### Problem:
Return each line of the records below that contains the word "green", copying every such line in full.

### Material supplied:
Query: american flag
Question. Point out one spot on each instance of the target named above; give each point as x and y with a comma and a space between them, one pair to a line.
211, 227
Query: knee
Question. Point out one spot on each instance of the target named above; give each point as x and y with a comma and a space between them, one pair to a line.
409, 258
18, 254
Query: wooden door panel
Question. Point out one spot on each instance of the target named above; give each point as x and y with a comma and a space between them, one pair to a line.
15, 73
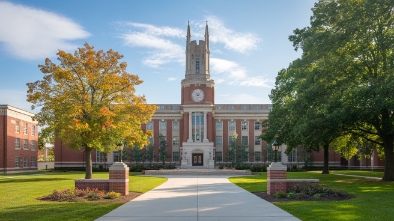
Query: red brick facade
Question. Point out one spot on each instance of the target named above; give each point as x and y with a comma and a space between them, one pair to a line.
18, 140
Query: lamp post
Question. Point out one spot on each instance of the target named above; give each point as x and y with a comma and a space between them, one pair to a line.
120, 147
275, 148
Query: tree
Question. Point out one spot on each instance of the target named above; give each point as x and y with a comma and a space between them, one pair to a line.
88, 100
162, 149
347, 58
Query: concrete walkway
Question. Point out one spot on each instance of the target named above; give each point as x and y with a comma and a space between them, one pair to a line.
198, 198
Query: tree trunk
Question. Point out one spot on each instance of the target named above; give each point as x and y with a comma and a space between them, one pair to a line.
388, 160
325, 166
88, 163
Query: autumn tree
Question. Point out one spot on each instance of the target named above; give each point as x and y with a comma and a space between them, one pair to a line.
88, 100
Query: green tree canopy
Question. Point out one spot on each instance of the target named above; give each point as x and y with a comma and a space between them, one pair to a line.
89, 101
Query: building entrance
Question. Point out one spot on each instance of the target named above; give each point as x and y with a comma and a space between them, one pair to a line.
197, 159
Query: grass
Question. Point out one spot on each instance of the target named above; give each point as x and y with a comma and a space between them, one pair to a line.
18, 193
374, 198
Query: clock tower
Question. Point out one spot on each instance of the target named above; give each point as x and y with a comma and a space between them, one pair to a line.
197, 104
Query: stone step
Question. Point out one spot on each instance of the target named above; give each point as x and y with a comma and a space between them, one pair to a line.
185, 172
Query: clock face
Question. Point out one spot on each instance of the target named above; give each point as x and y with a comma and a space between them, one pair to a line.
198, 95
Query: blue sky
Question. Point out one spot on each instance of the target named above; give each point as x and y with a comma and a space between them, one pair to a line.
248, 42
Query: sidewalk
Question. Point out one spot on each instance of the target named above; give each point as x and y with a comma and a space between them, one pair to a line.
198, 198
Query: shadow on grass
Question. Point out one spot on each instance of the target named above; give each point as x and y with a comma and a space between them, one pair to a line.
58, 211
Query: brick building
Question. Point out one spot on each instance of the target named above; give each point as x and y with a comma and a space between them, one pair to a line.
198, 131
18, 140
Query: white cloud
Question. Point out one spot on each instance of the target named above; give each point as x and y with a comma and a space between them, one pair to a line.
156, 39
236, 41
31, 33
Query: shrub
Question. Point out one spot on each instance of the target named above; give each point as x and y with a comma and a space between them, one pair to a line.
111, 195
280, 194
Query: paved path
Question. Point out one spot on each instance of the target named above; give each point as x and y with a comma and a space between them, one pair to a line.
198, 198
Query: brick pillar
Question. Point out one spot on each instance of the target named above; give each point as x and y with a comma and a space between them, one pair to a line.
119, 178
276, 178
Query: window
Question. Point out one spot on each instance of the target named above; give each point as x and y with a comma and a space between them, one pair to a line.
17, 159
25, 162
219, 141
257, 156
25, 144
219, 157
175, 141
17, 127
149, 125
150, 139
257, 140
197, 66
257, 125
231, 125
17, 143
219, 125
244, 140
163, 125
32, 145
244, 125
175, 156
175, 125
25, 128
33, 162
101, 156
33, 130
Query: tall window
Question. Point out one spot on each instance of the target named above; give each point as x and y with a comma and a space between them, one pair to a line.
25, 146
149, 125
25, 162
33, 130
219, 125
257, 140
175, 156
17, 162
197, 66
219, 141
25, 128
32, 145
257, 156
175, 141
33, 162
101, 156
17, 143
17, 127
257, 125
163, 125
244, 125
175, 125
198, 126
244, 140
231, 125
219, 156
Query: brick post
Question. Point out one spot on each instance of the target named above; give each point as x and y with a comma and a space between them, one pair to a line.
119, 178
276, 178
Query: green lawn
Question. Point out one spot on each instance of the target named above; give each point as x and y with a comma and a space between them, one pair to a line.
18, 193
374, 199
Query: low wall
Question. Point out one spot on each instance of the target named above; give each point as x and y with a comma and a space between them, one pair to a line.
277, 182
118, 180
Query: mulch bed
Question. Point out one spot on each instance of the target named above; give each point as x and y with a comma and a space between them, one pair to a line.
272, 198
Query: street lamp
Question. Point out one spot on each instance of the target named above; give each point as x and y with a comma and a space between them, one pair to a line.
275, 148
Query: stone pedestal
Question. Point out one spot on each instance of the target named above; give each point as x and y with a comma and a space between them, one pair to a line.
276, 178
119, 178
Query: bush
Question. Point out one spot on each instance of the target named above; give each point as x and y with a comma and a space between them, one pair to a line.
280, 194
77, 194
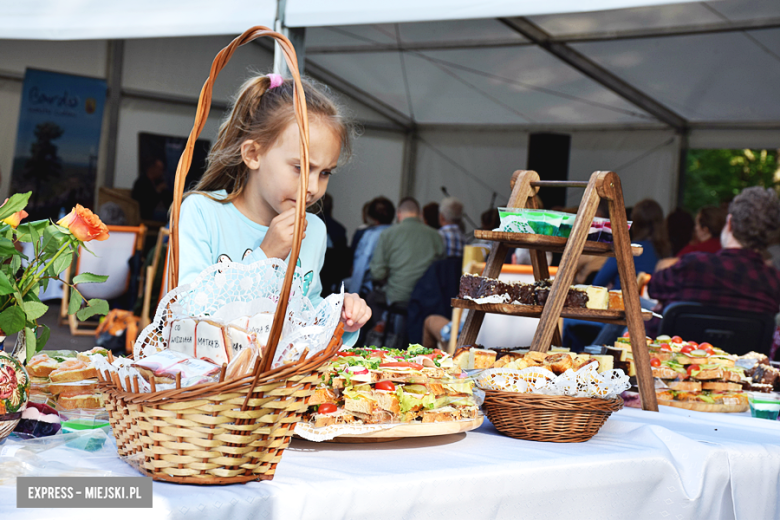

### The answer:
Query: green tree canopy
Query: green lawn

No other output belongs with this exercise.